**What the task asks**
Convert every line of the data below into a numbered list, omitting any blank lines.

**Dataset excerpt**
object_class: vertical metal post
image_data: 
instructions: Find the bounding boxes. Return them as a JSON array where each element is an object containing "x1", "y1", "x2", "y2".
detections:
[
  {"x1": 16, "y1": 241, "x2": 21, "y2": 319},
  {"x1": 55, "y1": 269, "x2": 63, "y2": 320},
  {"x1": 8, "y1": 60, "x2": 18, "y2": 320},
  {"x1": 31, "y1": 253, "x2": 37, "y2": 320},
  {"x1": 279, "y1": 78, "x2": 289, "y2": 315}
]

**Correct result**
1. object_class: vertical metal post
2. image_data: 
3. instructions: Find the bounding boxes. Return them as a JSON array where each element is an object containing "x1", "y1", "x2", "y2".
4. detections:
5. [
6.   {"x1": 16, "y1": 241, "x2": 21, "y2": 319},
7.   {"x1": 55, "y1": 269, "x2": 63, "y2": 320},
8.   {"x1": 8, "y1": 60, "x2": 18, "y2": 320},
9.   {"x1": 31, "y1": 253, "x2": 37, "y2": 320},
10.   {"x1": 279, "y1": 78, "x2": 289, "y2": 315}
11. ]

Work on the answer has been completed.